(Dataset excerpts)

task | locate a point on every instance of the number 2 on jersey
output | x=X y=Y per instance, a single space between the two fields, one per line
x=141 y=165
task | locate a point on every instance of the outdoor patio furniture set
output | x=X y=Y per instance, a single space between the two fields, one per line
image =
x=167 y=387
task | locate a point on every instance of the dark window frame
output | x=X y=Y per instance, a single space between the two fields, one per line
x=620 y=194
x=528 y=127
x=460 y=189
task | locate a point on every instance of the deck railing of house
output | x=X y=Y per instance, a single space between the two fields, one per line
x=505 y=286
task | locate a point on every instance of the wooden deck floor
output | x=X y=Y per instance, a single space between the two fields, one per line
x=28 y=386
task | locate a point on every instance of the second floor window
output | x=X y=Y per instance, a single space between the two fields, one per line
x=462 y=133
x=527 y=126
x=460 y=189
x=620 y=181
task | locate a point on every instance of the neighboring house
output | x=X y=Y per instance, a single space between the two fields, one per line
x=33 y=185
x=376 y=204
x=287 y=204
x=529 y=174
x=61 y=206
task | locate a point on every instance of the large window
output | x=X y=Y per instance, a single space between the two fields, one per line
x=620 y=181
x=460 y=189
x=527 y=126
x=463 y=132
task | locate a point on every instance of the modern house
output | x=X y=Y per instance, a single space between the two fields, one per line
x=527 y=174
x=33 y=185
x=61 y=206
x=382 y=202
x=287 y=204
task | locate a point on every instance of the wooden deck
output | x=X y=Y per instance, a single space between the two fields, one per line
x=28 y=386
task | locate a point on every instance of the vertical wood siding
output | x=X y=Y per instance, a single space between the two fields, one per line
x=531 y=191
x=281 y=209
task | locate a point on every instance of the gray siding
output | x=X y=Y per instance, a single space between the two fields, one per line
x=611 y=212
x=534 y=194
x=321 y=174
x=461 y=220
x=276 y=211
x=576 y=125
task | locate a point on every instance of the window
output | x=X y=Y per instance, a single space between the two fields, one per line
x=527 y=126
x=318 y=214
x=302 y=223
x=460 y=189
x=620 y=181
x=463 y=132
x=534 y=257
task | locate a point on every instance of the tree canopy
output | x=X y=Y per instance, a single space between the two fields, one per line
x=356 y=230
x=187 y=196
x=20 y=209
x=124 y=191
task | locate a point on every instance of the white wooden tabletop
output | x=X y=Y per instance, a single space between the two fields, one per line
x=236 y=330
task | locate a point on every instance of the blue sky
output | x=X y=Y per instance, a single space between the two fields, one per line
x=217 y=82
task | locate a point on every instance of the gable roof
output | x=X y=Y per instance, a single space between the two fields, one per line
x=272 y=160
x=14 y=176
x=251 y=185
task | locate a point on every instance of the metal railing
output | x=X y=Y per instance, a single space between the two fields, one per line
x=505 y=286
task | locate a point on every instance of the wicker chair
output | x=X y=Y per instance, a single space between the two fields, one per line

### Brief
Extract the lines above, from the first one through the one containing "task | locate a point on every instance of the second", and return only those, unchanged.

### Your solution
task | locate a point on every instance of the number 2 on jersey
output | x=X y=Y per instance, a single space between the two fields, one per line
x=141 y=165
task | locate a point on every instance of the outdoor patio furniture set
output | x=X y=Y per instance, a single space between the two fields, one per line
image =
x=167 y=387
task | locate a point on every instance of the dark window frame
output | x=X y=Y per instance, a single space between the two fields, one per line
x=620 y=194
x=528 y=127
x=460 y=189
task | locate a point on every instance of the deck railing of house
output | x=X y=Y per instance, a single space between the two fields, one per line
x=505 y=286
task | locate a point on every instance of the wooden deck floor
output | x=X y=Y per instance, a single space between the two fields, one per line
x=28 y=386
task | locate a point on every instance of the second floor window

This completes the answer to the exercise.